(Task material)

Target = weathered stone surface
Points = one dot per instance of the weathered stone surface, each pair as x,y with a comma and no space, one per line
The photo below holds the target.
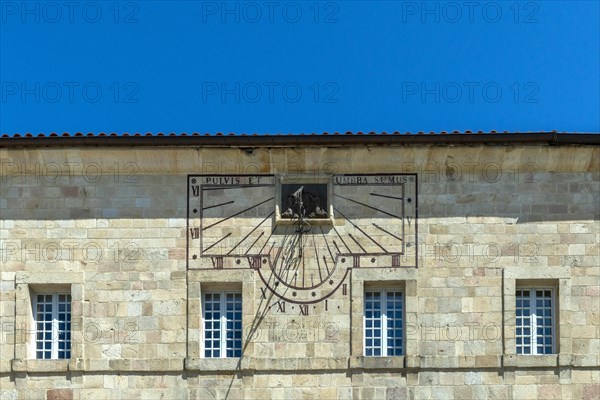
489,218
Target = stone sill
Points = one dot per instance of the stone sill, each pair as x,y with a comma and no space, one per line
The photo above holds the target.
265,364
21,365
96,365
250,364
530,361
380,363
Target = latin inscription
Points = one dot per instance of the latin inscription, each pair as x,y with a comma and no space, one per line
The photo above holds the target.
370,179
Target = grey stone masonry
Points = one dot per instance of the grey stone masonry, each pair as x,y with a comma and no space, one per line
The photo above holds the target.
139,237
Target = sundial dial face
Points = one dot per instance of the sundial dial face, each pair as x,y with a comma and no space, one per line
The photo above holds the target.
302,236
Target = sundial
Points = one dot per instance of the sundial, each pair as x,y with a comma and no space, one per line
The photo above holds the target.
302,234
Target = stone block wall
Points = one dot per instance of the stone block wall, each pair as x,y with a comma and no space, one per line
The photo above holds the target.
111,226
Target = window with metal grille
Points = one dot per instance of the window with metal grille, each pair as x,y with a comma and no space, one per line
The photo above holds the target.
52,326
535,321
222,321
383,322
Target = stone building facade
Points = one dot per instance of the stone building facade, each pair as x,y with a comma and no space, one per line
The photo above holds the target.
460,266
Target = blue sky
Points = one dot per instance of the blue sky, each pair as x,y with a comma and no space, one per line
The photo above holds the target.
299,66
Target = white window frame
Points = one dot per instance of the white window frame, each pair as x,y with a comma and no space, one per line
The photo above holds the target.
384,320
223,325
55,332
533,325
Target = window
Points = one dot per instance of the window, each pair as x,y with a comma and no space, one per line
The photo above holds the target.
383,322
222,320
52,316
535,321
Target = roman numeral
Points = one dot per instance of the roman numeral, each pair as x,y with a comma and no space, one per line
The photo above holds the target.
255,262
194,233
217,262
281,306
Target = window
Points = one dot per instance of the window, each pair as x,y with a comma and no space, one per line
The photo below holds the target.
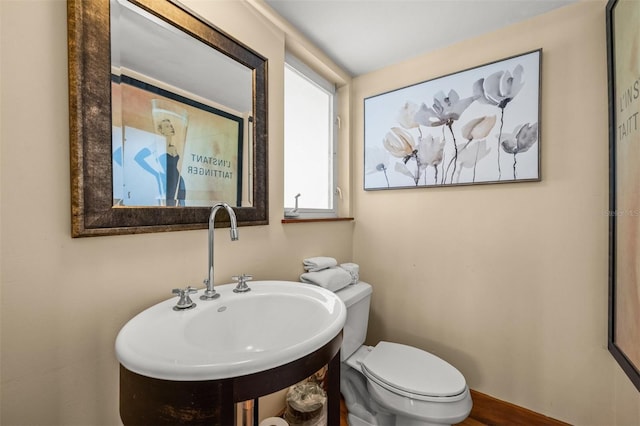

(End Task material)

• _Exercise instructions_: Could you retype exactly the lines above, starting at the line that contains "Points = one dot per instance of the window with" and ending at the line that contains "Target = roman numeral", and nothing more?

• _Solution to this problem_:
Points = one dot per instance of the window with metal grille, each pair as x,y with a comma and no space, one per line
The photo above holds the target.
52,326
535,321
222,321
383,322
Target = stone building facade
Points = one dot per instance of the stone building facade, each pair as x,y with a comma and no space, one per line
The photo above holds the target.
460,266
Target = blue sky
Points = one dot per instance of the blue sky, each pair as x,y with a comma and no space, one per line
The photo above holds the target.
299,66
Target = white window frame
Points = one dot per instance of the white window frame, each pair as x,y with a comma and no space, one per line
The photo above holds the target.
384,320
223,325
55,332
533,325
Target = window
Points = one dot per instance of the window, each pair as x,y with a comma and no space, one per line
The photo above holds the target.
383,322
222,320
52,316
535,321
Target = roman numeral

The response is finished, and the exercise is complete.